Update everything from the line containing "white fur material" down to the end of the records, putting "plaid fabric" in place of "red fabric" and leaving all else as it is.
start
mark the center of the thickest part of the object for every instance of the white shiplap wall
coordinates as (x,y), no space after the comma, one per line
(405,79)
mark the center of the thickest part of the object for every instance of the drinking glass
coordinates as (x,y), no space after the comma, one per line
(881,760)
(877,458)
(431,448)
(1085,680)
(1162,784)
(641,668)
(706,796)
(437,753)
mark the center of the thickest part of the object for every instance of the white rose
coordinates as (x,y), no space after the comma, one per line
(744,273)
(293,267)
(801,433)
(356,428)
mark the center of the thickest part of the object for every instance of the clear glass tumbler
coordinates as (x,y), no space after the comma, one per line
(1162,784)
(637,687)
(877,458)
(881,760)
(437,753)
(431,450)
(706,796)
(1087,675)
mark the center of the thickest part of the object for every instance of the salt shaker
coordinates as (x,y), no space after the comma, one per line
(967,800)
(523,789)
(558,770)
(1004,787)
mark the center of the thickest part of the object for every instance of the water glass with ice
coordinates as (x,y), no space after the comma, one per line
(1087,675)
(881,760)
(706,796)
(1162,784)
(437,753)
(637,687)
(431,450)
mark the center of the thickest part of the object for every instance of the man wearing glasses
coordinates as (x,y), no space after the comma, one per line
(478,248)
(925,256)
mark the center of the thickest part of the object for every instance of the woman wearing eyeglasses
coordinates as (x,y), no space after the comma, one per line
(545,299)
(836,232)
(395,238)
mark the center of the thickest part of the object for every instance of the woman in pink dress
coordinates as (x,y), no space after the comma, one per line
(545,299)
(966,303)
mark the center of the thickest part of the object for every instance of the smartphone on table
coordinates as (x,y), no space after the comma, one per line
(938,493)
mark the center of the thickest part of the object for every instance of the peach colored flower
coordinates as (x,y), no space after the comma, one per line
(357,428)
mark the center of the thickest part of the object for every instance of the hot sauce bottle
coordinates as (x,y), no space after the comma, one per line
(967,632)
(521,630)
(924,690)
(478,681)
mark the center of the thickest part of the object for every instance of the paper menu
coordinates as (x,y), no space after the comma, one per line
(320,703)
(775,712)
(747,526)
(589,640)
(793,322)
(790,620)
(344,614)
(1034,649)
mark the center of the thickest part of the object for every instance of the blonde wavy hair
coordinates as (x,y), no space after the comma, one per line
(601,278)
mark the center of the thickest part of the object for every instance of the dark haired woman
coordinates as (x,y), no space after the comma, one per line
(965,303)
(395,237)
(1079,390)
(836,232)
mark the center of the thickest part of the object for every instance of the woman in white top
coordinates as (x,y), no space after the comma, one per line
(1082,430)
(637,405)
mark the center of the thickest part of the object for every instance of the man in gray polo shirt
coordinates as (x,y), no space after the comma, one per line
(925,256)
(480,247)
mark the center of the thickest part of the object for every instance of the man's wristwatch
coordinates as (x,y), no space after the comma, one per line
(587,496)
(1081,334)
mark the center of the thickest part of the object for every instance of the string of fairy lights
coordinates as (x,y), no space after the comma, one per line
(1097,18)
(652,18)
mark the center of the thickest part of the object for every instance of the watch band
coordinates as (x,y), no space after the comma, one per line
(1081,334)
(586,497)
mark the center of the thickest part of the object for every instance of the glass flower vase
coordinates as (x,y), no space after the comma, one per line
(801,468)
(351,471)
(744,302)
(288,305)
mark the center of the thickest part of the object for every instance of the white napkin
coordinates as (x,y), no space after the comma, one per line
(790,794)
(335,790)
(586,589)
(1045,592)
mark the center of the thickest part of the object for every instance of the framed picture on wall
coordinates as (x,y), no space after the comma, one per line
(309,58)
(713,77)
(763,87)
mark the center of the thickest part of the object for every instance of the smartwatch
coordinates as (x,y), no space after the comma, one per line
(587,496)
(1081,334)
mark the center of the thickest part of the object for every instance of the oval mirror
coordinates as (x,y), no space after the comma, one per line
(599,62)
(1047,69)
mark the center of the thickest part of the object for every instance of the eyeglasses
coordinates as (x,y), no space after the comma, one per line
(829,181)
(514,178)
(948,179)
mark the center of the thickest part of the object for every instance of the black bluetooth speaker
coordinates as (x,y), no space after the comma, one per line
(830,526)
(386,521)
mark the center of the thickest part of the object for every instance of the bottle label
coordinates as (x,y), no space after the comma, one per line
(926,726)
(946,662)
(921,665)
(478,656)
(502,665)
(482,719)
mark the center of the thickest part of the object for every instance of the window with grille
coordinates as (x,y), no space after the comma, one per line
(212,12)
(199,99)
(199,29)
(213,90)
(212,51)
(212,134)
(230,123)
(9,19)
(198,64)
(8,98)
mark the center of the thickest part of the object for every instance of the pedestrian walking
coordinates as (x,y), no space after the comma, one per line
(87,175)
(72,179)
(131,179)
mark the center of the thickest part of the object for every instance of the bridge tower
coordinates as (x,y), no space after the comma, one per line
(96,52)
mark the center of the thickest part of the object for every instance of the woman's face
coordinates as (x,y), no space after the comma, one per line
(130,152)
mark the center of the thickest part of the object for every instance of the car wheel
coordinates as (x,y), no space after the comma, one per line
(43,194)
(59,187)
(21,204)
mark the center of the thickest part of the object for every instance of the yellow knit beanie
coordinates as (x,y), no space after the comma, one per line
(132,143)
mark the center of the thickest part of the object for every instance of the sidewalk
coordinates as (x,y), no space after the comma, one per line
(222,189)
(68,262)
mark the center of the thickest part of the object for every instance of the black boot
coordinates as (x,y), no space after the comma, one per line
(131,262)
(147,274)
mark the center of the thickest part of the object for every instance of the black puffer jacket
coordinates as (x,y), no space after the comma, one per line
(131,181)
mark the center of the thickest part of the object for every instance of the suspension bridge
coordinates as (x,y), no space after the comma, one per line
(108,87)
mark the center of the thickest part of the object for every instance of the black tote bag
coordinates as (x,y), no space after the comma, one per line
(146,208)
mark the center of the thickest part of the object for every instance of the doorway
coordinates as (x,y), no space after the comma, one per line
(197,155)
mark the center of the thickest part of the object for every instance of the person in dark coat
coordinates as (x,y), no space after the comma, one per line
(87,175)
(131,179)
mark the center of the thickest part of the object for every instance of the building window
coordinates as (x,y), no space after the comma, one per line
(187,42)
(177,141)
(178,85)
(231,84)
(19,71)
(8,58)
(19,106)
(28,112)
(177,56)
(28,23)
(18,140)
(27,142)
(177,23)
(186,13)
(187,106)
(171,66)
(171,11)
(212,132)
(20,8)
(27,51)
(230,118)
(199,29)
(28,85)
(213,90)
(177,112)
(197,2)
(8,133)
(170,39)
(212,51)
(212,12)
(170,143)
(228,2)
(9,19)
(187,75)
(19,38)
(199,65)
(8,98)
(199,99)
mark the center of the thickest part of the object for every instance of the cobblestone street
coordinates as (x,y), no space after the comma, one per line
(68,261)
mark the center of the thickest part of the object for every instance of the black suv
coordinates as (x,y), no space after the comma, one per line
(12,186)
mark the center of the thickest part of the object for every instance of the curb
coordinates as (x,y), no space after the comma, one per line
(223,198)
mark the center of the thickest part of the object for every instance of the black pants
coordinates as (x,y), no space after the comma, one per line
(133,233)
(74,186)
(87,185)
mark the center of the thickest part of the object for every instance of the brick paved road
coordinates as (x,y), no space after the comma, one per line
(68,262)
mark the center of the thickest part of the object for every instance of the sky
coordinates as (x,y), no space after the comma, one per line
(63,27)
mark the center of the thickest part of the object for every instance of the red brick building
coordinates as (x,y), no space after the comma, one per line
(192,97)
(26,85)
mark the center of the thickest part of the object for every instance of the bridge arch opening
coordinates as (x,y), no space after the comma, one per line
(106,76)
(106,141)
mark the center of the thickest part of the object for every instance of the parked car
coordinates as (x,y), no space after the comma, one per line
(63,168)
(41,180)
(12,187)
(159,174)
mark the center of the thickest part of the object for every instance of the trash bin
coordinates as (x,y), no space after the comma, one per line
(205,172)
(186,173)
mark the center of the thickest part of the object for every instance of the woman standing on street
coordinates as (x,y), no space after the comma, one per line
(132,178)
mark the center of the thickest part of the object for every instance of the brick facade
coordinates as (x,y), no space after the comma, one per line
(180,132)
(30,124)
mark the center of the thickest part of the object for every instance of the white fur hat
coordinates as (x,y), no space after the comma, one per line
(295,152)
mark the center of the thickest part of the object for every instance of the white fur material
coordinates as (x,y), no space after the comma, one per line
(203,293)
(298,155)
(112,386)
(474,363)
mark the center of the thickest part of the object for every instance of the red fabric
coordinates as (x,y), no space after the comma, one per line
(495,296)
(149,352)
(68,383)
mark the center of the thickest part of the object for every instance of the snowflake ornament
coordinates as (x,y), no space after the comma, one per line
end
> **WRITTEN ANSWER**
mark the center of the thickest part of the object for every instance of the white fur material
coordinates as (x,y), no space after the comma, one per line
(203,293)
(298,155)
(112,386)
(474,363)
mark the center of the thickest part of the object for every instance of the plaid fabric
coordinates as (x,y), no space after the comma, one per line
(495,296)
(149,352)
(68,383)
mark the center of the thickest part of the object for every instance of the snowflake ornament
coordinates as (x,y), no space after the comma, one per line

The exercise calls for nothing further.